++++ Passage provided

I like some Christian music. I like Martin Luther's "A Mighty Fortress Is Our God" and Bach's St. John Passion best. I doubt you're in danger of going insane within the next 24 hours or so. Again, best of luck fall into your hat!  Angel
Reply
#4
RE: I am a Christian Atheist... what? Help.
(May 2, 2015 at 8:42 am)professor Wrote: How about the atheist challenge I have given sometimes.  It goes like this:
HUMBLY ask the God of Heaven if He is real. Show me. Thank you.

Tried it. How will I determine whether I've received an answer? How can I remove any ambiguity so that I can be sure there's no other explanation for the answer? How long do you recommend I give the experiment before making a conclusion?

Come on, you profess to be a professor. You should know about these things.
At the age of five, Skagra decided emphatically that God did not exist.  This revelation tends to make most people in the universe who have it react in one of two ways - with relief or with despair.  Only Skagra responded to it by thinking, 'Wait a second.  That means there's a situation vacant.'
Reply
#5
RE: I am a Christian Atheist... what? Help.
It sucks that you seem conflicted in this matter. None of us can really tell you what to believe or how to forsake any belief you may have remaining. That is something that you need to confront with yourself. The best way to determine how you truly feel is to simply sit alone and talk to yourself. It may sound strange, but ask yourself questions and provide honest answers. Do you really believe in God, or do you just want to? Is it possible that what you're 'feelings' are just your subconscious trying to comfort you?

Questions like that may open your eyes to your true beliefs. Either way, whether religious or not, you are welcome here.
Reply
#6
RE: I am a Christian Atheist... what? Help.
Dude, the morals you have in your heart as you say, were simply usurped by christianity. That's all there is. They profit in human feelings to drive their money making schemes, taking credit over something that is natural to our species.
Reply
#7
RE: I am a Christian Atheist... what? Help.

++++++++
++++ Supplied records

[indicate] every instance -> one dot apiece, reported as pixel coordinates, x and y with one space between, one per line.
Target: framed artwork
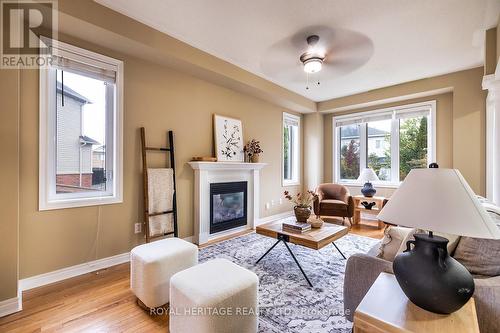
228 137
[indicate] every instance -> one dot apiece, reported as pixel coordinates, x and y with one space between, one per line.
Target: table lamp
436 200
367 176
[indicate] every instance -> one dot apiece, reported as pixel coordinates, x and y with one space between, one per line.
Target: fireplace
228 206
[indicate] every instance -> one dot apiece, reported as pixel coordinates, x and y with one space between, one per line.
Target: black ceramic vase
430 277
368 190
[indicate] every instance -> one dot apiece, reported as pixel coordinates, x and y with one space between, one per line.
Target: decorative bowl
316 223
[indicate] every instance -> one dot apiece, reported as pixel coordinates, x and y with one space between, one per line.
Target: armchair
334 200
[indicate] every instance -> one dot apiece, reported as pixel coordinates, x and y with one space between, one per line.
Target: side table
358 208
385 308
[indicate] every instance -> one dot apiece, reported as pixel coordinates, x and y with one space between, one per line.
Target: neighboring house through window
80 129
390 141
291 150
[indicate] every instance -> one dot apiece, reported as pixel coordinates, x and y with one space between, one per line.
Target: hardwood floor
95 302
98 302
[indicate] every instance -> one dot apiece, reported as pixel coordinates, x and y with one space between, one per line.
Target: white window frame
48 198
296 153
431 141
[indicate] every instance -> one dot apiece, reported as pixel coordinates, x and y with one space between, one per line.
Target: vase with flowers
303 202
252 151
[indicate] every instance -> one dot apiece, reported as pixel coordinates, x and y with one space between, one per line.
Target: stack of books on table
298 227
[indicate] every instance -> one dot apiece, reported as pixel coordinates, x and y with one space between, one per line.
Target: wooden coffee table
314 239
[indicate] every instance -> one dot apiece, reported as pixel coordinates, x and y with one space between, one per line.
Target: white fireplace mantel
206 173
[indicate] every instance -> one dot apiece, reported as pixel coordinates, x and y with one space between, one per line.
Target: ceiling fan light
313 65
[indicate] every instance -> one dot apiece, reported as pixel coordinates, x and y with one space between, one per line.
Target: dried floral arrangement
303 200
252 148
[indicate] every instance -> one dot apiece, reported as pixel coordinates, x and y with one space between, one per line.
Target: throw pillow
393 236
480 256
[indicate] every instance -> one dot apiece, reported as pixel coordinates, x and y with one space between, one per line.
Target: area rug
286 302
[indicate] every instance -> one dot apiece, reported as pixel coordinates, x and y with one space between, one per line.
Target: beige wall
313 150
9 178
468 117
159 99
444 136
490 51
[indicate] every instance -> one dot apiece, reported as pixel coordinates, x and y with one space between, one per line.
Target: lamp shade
439 200
368 175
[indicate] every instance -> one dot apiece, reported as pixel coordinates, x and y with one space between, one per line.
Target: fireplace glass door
228 206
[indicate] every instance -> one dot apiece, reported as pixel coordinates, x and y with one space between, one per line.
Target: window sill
75 203
286 183
393 186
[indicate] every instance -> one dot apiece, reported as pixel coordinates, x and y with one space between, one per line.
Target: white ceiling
372 44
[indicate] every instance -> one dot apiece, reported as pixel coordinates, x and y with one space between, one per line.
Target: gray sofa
363 269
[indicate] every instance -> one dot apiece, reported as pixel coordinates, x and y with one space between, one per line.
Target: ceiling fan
313 58
332 51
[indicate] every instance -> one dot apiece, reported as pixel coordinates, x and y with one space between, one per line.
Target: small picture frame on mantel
228 139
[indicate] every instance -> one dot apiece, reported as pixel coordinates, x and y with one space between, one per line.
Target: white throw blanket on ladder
161 199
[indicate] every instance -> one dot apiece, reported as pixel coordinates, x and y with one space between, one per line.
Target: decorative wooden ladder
169 150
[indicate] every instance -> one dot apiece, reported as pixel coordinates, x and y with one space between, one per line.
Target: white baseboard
11 305
69 272
274 217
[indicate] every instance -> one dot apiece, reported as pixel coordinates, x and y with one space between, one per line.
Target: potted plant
252 150
303 202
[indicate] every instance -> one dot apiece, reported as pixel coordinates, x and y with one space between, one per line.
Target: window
80 129
291 149
390 141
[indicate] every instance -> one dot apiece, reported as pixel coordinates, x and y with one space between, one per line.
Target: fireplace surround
228 206
207 173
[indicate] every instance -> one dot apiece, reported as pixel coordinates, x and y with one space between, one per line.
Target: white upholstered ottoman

++++++++

◆ **Your task**:
Transcribe the forum thread shown above in full, keeping every character the same.

◆ **Solved problem**:
I like some Christian music. I like Martin Luther's "A Mighty Fortress Is Our God" and Bach's St. John Passion best. I doubt you're in danger of going insane within the next 24 hours or so. Again, best of luck fall into your hat!  Angel
Reply
#4
RE: I am a Christian Atheist... what? Help.
(May 2, 2015 at 8:42 am)professor Wrote: How about the atheist challenge I have given sometimes.  It goes like this:
HUMBLY ask the God of Heaven if He is real. Show me. Thank you.

Tried it. How will I determine whether I've received an answer? How can I remove any ambiguity so that I can be sure there's no other explanation for the answer? How long do you recommend I give the experiment before making a conclusion?

Come on, you profess to be a professor. You should know about these things.
At the age of five, Skagra decided emphatically that God did not exist.  This revelation tends to make most people in the universe who have it react in one of two ways - with relief or with despair.  Only Skagra responded to it by thinking, 'Wait a second.  That means there's a situation vacant.'
Reply
#5
RE: I am a Christian Atheist... what? Help.
It sucks that you seem conflicted in this matter. None of us can really tell you what to believe or how to forsake any belief you may have remaining. That is something that you need to confront with yourself. The best way to determine how you truly feel is to simply sit alone and talk to yourself. It may sound strange, but ask yourself questions and provide honest answers. Do you really believe in God, or do you just want to? Is it possible that what you're 'feelings' are just your subconscious trying to comfort you?

Questions like that may open your eyes to your true beliefs. Either way, whether religious or not, you are welcome here.
Reply
#6
RE: I am a Christian Atheist... what? Help.
Dude, the morals you have in your heart as you say, were simply usurped by christianity. That's all there is. They profit in human feelings to drive their money making schemes, taking credit over something that is natural to our species.
Reply
#7
RE: I am a Christian Atheist... what? Help.